Only the lines from the line containing "# point at: yes" to the end of the entries should be repeated, exactly as they appear.

— Start of DATA IN THIS EXERCISE —

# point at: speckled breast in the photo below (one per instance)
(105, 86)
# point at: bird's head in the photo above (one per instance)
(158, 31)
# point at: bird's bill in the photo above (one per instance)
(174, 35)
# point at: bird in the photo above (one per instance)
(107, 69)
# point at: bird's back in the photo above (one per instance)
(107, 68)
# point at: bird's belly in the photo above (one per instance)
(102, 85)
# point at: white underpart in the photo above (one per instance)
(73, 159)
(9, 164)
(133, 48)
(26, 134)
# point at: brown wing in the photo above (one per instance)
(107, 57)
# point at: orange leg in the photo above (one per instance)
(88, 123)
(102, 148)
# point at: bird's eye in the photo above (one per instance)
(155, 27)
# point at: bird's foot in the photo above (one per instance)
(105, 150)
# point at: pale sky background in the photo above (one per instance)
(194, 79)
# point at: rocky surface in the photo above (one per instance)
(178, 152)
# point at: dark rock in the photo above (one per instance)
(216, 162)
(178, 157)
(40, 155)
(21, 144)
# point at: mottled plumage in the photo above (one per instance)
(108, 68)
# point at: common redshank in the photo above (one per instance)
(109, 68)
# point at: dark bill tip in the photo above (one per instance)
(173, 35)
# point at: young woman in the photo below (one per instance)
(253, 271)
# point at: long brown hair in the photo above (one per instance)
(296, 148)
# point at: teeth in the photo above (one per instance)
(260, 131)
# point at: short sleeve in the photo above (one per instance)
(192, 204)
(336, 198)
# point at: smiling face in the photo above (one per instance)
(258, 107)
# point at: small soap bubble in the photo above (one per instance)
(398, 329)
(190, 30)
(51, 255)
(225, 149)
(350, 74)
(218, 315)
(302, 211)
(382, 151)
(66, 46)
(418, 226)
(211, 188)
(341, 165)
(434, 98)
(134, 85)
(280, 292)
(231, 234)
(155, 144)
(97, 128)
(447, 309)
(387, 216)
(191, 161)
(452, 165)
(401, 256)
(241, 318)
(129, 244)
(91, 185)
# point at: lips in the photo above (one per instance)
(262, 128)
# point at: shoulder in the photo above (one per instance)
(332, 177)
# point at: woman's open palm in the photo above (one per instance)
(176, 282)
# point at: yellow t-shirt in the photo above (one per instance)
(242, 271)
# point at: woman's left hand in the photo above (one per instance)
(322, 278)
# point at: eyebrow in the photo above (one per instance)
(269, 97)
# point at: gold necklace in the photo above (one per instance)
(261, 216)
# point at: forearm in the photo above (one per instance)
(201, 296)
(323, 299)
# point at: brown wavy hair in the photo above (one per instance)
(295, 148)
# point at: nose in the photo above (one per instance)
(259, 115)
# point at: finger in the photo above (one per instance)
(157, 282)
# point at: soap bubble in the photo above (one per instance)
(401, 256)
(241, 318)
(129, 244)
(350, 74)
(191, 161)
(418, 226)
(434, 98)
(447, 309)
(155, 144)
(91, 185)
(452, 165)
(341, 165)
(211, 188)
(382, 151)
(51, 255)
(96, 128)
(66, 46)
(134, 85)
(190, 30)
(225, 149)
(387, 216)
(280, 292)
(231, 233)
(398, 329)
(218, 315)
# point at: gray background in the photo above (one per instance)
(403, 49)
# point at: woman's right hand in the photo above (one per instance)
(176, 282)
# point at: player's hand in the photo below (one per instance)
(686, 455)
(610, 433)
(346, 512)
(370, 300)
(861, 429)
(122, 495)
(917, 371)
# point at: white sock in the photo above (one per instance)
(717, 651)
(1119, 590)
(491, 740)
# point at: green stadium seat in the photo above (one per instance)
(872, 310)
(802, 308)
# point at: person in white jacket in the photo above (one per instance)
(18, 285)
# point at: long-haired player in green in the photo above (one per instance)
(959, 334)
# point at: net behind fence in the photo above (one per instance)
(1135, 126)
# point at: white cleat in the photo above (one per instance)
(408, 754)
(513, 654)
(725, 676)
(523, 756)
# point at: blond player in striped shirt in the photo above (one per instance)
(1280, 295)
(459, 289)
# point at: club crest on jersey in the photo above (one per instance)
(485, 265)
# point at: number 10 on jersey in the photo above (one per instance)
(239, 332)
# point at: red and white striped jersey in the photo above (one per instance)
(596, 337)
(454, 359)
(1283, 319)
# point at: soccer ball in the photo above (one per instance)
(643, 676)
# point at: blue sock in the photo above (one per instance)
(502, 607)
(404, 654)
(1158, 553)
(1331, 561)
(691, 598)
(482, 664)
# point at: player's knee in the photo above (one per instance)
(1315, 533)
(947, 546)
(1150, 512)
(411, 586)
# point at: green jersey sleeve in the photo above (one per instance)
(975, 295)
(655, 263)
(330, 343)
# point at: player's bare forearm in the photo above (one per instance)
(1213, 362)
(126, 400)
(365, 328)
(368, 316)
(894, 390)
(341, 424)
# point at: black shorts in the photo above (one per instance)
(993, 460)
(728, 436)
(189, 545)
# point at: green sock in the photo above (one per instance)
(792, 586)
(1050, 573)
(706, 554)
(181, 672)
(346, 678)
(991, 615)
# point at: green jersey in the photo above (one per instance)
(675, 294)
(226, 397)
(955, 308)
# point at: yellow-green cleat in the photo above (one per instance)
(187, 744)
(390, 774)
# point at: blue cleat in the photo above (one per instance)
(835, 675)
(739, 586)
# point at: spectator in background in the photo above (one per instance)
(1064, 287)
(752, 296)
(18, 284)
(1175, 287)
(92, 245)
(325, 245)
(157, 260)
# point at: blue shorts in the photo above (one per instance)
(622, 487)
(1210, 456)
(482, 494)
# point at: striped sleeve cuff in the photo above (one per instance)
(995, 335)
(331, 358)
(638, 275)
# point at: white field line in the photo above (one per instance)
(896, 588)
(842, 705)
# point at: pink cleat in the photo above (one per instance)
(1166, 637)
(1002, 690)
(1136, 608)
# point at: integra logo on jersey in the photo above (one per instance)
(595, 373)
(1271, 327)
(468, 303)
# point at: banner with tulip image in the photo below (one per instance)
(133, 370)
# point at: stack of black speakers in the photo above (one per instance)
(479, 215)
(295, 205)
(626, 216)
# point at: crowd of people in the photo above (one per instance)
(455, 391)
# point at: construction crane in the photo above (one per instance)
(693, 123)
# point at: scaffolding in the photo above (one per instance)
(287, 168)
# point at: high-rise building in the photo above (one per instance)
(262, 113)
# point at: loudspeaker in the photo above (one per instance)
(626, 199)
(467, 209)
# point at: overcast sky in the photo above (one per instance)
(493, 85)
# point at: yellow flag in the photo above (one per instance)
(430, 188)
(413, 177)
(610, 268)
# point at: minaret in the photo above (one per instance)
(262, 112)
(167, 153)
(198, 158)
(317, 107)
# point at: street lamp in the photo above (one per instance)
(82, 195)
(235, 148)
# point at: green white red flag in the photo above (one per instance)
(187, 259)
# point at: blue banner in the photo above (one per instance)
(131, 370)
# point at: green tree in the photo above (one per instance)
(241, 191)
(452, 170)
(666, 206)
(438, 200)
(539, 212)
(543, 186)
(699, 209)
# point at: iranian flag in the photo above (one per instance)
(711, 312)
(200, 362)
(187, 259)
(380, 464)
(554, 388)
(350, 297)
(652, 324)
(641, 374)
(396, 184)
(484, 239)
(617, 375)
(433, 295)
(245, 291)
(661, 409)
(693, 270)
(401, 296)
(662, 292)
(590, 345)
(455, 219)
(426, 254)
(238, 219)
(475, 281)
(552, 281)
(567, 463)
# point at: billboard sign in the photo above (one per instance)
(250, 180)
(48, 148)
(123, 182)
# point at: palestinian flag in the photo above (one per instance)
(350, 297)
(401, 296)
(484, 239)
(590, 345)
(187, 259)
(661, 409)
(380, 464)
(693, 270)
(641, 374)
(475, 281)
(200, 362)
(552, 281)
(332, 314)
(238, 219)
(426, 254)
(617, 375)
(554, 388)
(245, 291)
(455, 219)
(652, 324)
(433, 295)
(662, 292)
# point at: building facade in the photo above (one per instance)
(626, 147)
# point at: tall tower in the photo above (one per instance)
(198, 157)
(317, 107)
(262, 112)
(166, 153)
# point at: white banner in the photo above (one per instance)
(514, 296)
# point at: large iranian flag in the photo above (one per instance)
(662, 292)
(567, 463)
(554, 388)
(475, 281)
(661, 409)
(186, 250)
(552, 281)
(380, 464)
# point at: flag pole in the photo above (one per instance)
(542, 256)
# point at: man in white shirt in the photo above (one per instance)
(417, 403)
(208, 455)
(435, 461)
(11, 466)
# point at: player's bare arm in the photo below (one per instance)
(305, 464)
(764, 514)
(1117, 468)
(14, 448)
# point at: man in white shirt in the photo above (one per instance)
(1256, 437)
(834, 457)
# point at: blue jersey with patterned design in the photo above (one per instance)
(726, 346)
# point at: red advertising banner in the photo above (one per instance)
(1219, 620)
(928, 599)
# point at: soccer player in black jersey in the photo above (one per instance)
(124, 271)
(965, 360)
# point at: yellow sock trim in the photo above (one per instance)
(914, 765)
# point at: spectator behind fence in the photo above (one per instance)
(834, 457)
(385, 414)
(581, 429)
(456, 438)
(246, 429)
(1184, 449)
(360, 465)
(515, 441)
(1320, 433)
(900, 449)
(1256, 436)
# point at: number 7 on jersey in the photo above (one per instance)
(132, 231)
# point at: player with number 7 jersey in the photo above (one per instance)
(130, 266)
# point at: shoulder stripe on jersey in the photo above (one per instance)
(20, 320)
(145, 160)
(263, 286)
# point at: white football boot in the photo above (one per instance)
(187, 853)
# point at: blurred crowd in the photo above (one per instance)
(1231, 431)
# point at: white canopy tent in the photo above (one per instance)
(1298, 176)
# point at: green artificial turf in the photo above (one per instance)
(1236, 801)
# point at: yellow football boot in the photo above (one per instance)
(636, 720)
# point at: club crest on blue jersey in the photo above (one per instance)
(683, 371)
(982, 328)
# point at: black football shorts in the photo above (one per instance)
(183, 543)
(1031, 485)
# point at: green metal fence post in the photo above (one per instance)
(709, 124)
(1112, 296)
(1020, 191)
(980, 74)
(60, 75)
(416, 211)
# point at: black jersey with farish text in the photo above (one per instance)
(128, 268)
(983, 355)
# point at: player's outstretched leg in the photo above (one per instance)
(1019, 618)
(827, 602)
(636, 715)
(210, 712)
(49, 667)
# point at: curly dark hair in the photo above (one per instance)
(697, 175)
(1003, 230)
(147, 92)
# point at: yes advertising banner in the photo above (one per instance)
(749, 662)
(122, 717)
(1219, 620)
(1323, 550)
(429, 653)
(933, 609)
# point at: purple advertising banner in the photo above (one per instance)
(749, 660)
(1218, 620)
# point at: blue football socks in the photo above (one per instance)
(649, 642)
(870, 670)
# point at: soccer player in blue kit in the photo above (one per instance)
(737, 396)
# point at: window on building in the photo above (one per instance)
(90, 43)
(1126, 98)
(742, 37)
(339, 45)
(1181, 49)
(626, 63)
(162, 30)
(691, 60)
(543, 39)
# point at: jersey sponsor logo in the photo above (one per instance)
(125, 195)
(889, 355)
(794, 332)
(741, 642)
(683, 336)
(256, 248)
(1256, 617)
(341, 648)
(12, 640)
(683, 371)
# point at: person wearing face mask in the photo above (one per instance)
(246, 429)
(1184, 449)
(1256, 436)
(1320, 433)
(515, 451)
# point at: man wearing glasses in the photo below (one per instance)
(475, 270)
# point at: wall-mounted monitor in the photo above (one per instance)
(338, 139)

— End of DATA IN THIS EXERCISE —

▸ COMPLETE OUTPUT
# point at: yes advertising banner in the photo above (one per instance)
(749, 662)
(122, 717)
(1219, 620)
(1323, 550)
(429, 653)
(933, 609)
# point at: purple advertising banner in the photo above (one per instance)
(749, 660)
(1218, 620)
# point at: blue football socks in the photo above (one per instance)
(649, 642)
(870, 670)
# point at: soccer player in blue kit in the photo above (one per instance)
(737, 396)
# point at: window on building in the photo above (one per instance)
(90, 43)
(1126, 98)
(742, 37)
(339, 45)
(1181, 49)
(626, 63)
(162, 30)
(691, 60)
(543, 39)
# point at: jersey sponsor logo in the photo above (one per instance)
(125, 195)
(889, 355)
(794, 332)
(741, 642)
(683, 336)
(256, 248)
(1256, 617)
(341, 648)
(12, 640)
(683, 371)
# point at: person wearing face mask in the photo above (one per instance)
(246, 429)
(1184, 449)
(1256, 436)
(1320, 433)
(515, 451)
# point at: man wearing glasses in the photo below (one per instance)
(475, 270)
# point at: wall-mounted monitor in the photo above (one per instance)
(338, 139)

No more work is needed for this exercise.